> _TASK DETAILS_
Pull out each line from the rows below that contains the string "basketball". Case counts.

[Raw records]
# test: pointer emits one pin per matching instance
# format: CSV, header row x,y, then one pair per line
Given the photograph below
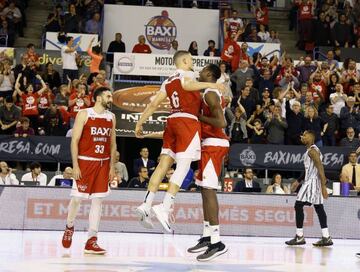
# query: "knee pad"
x,y
182,168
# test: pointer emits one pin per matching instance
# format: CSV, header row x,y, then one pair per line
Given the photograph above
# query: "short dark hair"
x,y
24,120
312,133
34,165
141,168
99,91
352,152
180,54
68,38
214,70
246,168
9,99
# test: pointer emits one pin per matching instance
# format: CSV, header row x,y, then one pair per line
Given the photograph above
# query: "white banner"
x,y
152,64
52,42
263,48
161,26
45,208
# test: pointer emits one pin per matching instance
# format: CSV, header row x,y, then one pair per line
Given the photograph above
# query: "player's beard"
x,y
106,105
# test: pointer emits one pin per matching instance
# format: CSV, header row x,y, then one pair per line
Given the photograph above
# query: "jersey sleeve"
x,y
163,87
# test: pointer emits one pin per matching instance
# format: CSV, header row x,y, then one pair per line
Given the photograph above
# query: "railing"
x,y
3,40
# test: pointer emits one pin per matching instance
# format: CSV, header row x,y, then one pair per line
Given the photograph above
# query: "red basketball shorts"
x,y
213,151
94,181
182,138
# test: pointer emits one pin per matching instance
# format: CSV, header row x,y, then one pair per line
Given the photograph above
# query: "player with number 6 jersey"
x,y
181,140
93,151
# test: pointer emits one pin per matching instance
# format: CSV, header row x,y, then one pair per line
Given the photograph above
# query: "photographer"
x,y
6,175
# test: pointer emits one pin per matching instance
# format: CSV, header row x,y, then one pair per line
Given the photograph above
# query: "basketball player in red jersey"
x,y
93,151
181,140
214,147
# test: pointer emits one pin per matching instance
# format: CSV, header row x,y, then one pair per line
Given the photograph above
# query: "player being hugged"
x,y
93,151
214,147
181,138
312,192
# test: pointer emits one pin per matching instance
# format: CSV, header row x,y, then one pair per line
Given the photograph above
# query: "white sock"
x,y
94,216
215,234
325,232
206,229
300,232
149,198
169,200
73,209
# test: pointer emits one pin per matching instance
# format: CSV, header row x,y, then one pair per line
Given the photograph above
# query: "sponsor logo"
x,y
160,31
126,64
247,157
135,117
184,213
136,99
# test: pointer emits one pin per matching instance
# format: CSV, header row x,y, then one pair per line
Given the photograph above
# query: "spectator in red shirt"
x,y
230,53
261,13
29,99
305,22
24,130
32,59
141,47
78,101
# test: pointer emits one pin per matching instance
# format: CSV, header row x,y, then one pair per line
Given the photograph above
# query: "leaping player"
x,y
93,151
215,145
181,139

> _TASK ANSWER_
# query: "red basketball shorts"
# query: "basketball player in red jersey"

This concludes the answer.